> EXCERPT:

▶

It’s here that the narrative starts to fall flat. In comparison to Bach’s medical malpractice, Nielsen’s self-aggrandizing activism comes across as relatively trivial. Yet Savior Complex insists on drawing comparisons between the two, emphasizing conflicts within the No White Saviors and the role of exploitative social media posts on both sides. This often comes at the expense of more obvious protagonists. Nielsen is introduced three minutes into the documentary and features throughout, but the mothers of deceased children only appear in the third and final episode. At times, the framing of the documentary also lends weight to Bach’s own perspectives. In one interview, Bach accuses Nielsen of harming Ugandan children by contributing to the closure of the malnutrition facility. Bad aid, she believes, may still be better than no aid at all.

This is a theme which runs through the documentary. In the second episode, Bach’s mother cites an academic study from 2013 investigating the standard of care at the Mwanamugimu Nutrition Unit at Uganda’s Mulago Hospital. The mortality rate for children in the study was 14%, while the same rate for the Serving His Children facility over its ten years of operation was only 11%. Savior Complex takes this claim at face value. The scene marks a turning point in the narrative, beginning a long investigation of underfunding and understaffing in Ugandan healthcare and interviewing Mulago staff. In the weeks since the documentary was released, Bach’s defenders have made frequent references to these two rates as evidence that she provided better care than would otherwise have been possible.

In reality, however, the comparison is deeply unfair. As the 2013 study makes clear, the Mwanamugimu Nutrition Unit is Uganda’s leading facility for the treatment of Severe Acute Malnutrition, and most cases in the study were complicated by a secondary infection. Of the 119 children featured, 97 had oral thrush and 112 had a fever , both of which correlated significantly with the risk of death. Serving His Children, by contrast, claims to have turned away children with secondary infections and encouraged them to seek professional medical assistance. Savior Complex also ignores the fact that Bach’s facility also had a significantly higher mortality rate than the Mwanamugimu Nutrition Unit between 2009 and 2012, with mortality ranging from 18%-20%. At that point, Serving His Children was operating without a license or a single qualified doctor on staff.

◀

> BRIEF:
Repeat word for word the part of the passage on Savior Complex that opens with the words containing "It’s here that" and closes with "aid at all.". None of the material is needed.

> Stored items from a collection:
▶

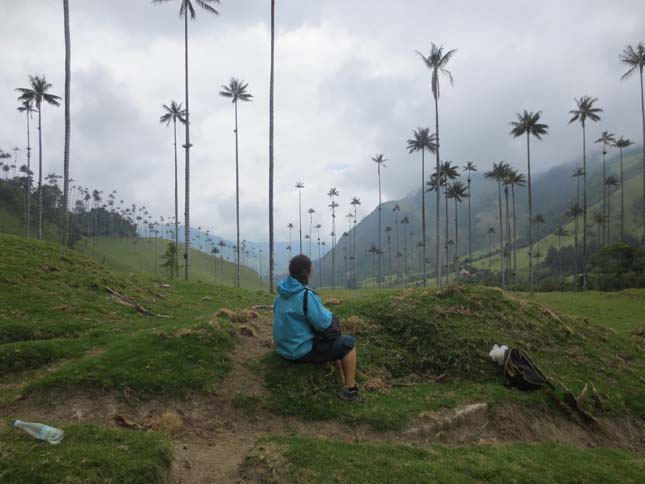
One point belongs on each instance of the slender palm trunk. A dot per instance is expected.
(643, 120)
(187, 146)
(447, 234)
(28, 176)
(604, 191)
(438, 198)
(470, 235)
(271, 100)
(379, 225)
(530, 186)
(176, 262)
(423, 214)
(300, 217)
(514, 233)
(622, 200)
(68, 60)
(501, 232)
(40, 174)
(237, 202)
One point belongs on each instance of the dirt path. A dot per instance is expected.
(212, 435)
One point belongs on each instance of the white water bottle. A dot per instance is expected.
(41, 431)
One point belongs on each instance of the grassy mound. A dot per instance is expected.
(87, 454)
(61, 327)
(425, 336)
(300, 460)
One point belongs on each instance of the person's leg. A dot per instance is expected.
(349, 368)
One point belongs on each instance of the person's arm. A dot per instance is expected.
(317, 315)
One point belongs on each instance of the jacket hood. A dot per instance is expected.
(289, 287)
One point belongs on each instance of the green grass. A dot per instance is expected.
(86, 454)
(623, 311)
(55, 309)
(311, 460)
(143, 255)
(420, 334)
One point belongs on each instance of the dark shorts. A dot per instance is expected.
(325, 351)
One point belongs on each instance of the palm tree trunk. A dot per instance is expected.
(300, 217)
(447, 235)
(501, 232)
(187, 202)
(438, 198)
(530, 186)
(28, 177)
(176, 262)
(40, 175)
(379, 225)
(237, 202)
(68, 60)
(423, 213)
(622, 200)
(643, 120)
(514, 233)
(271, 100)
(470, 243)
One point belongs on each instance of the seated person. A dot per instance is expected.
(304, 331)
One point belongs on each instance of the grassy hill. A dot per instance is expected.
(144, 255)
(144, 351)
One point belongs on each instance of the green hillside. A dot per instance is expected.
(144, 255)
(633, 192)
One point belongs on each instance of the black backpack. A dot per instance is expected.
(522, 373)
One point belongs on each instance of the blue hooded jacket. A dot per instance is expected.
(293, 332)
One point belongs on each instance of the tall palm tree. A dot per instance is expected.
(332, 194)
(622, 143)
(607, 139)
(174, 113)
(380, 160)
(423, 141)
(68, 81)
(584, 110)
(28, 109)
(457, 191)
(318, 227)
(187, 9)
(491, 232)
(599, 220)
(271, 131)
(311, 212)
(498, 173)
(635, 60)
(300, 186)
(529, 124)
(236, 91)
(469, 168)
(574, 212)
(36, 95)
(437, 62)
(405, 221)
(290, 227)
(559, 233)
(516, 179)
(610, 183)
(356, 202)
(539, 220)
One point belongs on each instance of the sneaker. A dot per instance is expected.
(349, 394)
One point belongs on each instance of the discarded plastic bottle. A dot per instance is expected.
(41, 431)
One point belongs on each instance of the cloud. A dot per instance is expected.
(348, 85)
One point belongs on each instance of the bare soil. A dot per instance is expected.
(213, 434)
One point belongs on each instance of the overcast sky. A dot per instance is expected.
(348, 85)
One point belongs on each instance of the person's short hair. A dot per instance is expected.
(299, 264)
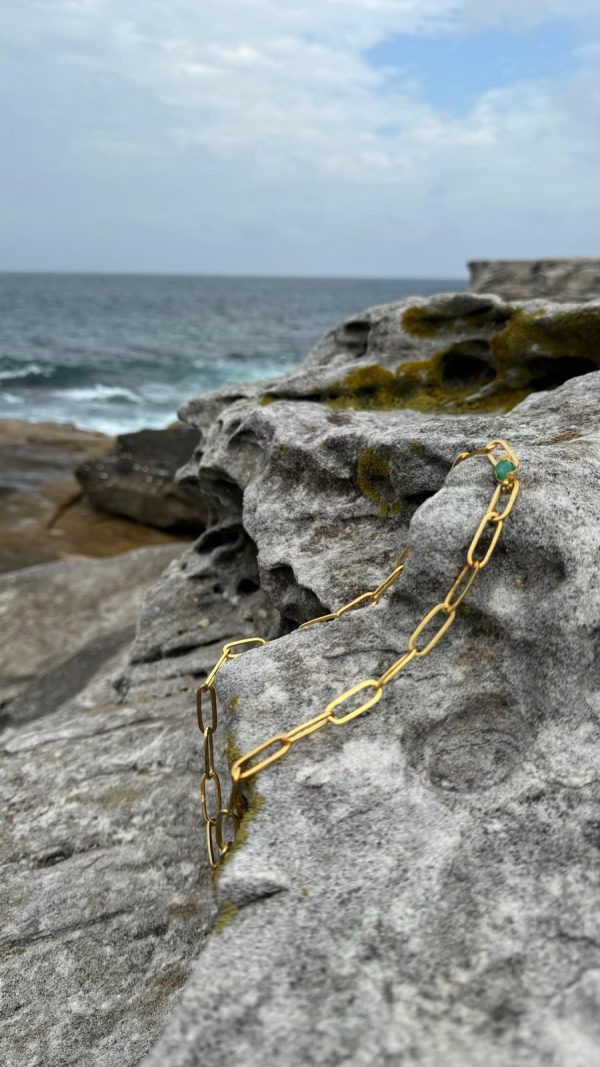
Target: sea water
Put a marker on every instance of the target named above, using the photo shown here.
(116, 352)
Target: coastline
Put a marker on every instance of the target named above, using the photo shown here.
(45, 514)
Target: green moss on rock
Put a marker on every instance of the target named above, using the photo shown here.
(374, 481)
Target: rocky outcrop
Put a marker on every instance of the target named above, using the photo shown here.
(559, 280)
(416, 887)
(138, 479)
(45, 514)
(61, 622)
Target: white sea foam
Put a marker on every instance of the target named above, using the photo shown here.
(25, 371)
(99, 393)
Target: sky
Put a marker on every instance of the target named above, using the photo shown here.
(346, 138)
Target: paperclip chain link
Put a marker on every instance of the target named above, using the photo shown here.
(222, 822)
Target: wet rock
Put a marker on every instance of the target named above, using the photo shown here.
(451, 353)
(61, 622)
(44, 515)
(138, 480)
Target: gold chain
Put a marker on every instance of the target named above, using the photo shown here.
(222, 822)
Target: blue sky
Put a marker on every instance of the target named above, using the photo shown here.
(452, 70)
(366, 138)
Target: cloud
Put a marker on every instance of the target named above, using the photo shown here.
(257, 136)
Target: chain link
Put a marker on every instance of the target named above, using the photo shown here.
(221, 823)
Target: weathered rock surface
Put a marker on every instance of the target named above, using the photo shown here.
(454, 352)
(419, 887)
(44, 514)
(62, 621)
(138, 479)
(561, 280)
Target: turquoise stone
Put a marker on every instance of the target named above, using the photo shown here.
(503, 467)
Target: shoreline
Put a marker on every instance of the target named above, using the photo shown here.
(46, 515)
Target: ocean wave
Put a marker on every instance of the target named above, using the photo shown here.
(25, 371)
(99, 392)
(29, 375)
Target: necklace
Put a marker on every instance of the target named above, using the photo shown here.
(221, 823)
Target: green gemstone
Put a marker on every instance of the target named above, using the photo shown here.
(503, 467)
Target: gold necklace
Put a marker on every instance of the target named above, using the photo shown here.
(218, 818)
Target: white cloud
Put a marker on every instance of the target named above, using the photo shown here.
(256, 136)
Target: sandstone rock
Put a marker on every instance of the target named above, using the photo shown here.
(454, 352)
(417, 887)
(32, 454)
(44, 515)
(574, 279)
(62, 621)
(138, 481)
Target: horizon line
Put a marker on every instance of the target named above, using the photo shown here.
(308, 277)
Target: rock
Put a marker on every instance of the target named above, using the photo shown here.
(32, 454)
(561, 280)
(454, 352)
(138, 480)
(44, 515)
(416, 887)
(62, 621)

◀

> TASK SOLUTION:
It’s here that the narrative starts to fall flat. In comparison to Bach’s medical malpractice, Nielsen’s self-aggrandizing activism comes across as relatively trivial. Yet Savior Complex insists on drawing comparisons between the two, emphasizing conflicts within the No White Saviors and the role of exploitative social media posts on both sides. This often comes at the expense of more obvious protagonists. Nielsen is introduced three minutes into the documentary and features throughout, but the mothers of deceased children only appear in the third and final episode. At times, the framing of the documentary also lends weight to Bach’s own perspectives. In one interview, Bach accuses Nielsen of harming Ugandan children by contributing to the closure of the malnutrition facility. Bad aid, she believes, may still be better than no aid at all.